## Excerpted text
I'll never forget finally breaking free and running out of that mall, just ahead of this woman, scared to death that she was going to get me again.  I pushed through the front doors with her right on my heels and as the sun shone in my eyes I see a silhouette coming towards me.  It was my Mom and all her friends carrying their towels and lawn chairs, still wet from the pool.  It was a bad ass, slow motion Reservoir Dogs walk as they all came into view.  My Mom strolled up to me and put me behind her just as the woman came out of the mall.  
I wont repeat the things my Mom said to the woman that day, let's just say the woman was convinced to admit that it was her who was "shit" all along.
My Mom was so cool that day (and every day).
So smooth, so tough.
My hero.

This show is as much a dedication to my Mother as it is to my Brother.

This week I took off work.
My hands were so bad I couldn't even pick up my kids.  I needed the break from driving, and in the process, got to spend some amazing time with my girls and my own baby mamma.  We went to the Drive-In, celebrated the end of the school year, put up a cool little pool in the backyard and just hung out solid.  The week was sandwiched by two phisio appointments (it doesn't look like they can really help anymore and I have to go for x-rays next week and begin to explore other options), I also got my first notes back from Dana and we're meeting on Tuesday.
Mostly, I took the time to take my time.
I shared my writing for Blood with my Mom and she loved it!
+ Mom made us her famous Hamburger Gravy & Potatoes!
Next week, I'll go to work...

## Raw data
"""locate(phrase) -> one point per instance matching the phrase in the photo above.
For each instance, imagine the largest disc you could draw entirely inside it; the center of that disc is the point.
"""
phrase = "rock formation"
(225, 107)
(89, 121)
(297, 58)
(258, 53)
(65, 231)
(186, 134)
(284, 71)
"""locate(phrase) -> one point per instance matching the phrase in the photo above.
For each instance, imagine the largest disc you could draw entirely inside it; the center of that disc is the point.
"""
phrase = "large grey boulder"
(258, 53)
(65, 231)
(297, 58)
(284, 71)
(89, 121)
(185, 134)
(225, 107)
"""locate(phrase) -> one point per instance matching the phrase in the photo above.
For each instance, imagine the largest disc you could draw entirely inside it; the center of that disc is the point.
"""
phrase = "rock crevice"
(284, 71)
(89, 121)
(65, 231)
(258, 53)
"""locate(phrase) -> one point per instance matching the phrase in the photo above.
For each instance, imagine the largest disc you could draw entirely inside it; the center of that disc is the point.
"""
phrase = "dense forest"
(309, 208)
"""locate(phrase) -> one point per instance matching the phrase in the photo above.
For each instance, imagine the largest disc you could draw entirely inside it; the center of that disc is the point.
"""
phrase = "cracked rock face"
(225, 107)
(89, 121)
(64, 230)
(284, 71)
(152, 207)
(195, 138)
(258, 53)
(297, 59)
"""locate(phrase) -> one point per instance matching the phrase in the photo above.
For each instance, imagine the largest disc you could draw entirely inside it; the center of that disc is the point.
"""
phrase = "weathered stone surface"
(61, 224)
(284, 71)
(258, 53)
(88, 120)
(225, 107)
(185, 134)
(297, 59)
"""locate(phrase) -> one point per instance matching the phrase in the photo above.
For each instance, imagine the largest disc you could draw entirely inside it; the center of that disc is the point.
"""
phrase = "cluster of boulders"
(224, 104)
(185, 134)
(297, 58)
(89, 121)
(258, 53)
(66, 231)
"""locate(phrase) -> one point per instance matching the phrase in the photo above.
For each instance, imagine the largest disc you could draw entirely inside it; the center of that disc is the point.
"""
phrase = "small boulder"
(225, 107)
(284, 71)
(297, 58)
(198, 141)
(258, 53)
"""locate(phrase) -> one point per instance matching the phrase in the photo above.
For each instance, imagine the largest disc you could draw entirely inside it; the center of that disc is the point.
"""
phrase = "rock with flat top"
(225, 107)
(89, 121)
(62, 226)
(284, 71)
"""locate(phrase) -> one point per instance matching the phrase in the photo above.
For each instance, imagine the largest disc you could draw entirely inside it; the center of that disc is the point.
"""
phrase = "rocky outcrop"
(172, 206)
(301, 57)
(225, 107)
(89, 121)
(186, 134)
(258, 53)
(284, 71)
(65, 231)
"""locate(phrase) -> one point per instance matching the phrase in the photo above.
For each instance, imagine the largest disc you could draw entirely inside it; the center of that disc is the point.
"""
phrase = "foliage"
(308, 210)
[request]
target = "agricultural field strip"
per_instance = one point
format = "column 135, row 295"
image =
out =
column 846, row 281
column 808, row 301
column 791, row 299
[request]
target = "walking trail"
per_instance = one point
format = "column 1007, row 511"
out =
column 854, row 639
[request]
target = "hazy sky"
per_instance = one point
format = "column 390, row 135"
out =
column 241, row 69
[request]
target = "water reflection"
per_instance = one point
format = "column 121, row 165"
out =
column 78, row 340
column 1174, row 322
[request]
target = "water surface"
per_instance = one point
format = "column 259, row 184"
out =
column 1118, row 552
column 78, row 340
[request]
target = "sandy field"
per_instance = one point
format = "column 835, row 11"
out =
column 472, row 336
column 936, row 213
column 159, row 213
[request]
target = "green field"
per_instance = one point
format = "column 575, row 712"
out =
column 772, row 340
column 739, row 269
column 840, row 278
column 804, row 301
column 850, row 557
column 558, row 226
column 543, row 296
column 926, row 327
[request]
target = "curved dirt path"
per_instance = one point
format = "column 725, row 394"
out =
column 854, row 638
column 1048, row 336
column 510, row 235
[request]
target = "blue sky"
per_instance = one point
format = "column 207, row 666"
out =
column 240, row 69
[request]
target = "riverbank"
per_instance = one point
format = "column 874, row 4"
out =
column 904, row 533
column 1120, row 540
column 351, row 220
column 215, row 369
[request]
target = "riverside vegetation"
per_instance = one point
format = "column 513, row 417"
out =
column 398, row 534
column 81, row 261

## Check your understanding
1. In the personal account about the writer's mother, what were the mother and her friends carrying when they appeared outside the mall?
2. Write the next part of the personal account about the writer's mother and week off work, beginning right after its final line.

## Answers to each task
1. Towels and lawn chairs.

2.
WORD TO YOUR MOTHER



Sunday, June 23, 2019

MUTHAFUCKA!

MUTHAFUCKA!

06/17/2019 - 06/23/2019


My father is basically a sperm donor.  
The only credit he gets with me is at least he was a repeat offender; he stuck around long enough to make my little Brother, and for that, I'm grateful. 
He took off when my Brother was born, leaving my Mother, who was recovering from surgery after almost dying giving birth, to fend for us alone.  He never payed child support, until he was sued and had his wages garnisheed, and not once did he ever help out my Mom.
When my Brother was a baby, he wouldn't take him at all, and they never bonded as father and son.  
I insisted that my Brother come with me on the rare occasions that he bothered to pick us up.
4 or 5 times a year he'd take us to his place, bring us to McDonald's and take us to a movie (he fell asleep every time) and complain about having to "waste the money", he'd smack us in the mouth if we said anything disagreeable and he'd talk mad shit about our Mother.
Great parenting dick head!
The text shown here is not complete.